● Activity
The task calls for each line of the records below in which the word "wooden" appears.

● Supplied data
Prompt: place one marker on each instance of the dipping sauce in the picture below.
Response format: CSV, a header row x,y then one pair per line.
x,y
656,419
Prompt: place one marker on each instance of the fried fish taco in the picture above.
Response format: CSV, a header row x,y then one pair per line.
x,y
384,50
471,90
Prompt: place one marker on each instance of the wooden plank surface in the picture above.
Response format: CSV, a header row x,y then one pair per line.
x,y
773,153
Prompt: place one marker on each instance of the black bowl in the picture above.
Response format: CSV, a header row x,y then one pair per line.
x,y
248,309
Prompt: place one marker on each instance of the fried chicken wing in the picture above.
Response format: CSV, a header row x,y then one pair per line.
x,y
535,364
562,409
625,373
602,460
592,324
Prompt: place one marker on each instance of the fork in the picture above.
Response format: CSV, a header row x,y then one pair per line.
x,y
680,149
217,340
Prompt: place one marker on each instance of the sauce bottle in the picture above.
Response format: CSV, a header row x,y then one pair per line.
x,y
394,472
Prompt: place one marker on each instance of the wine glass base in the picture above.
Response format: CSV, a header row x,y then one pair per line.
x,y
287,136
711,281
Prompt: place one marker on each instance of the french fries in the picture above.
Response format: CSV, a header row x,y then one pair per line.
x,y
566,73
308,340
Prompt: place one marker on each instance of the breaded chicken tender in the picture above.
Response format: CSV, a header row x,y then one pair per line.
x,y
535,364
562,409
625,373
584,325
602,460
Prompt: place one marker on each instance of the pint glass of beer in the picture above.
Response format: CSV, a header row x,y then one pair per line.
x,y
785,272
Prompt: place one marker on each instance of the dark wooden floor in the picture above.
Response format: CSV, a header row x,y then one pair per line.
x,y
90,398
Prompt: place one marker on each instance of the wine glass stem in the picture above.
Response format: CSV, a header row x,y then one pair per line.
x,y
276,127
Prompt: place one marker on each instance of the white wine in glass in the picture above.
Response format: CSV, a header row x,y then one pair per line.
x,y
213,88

● Exercise result
Prompt: place one marker on each instance of the wooden plank surface in the picture above.
Prompt: place one marker on each instance of the dark wooden floor in the picture above.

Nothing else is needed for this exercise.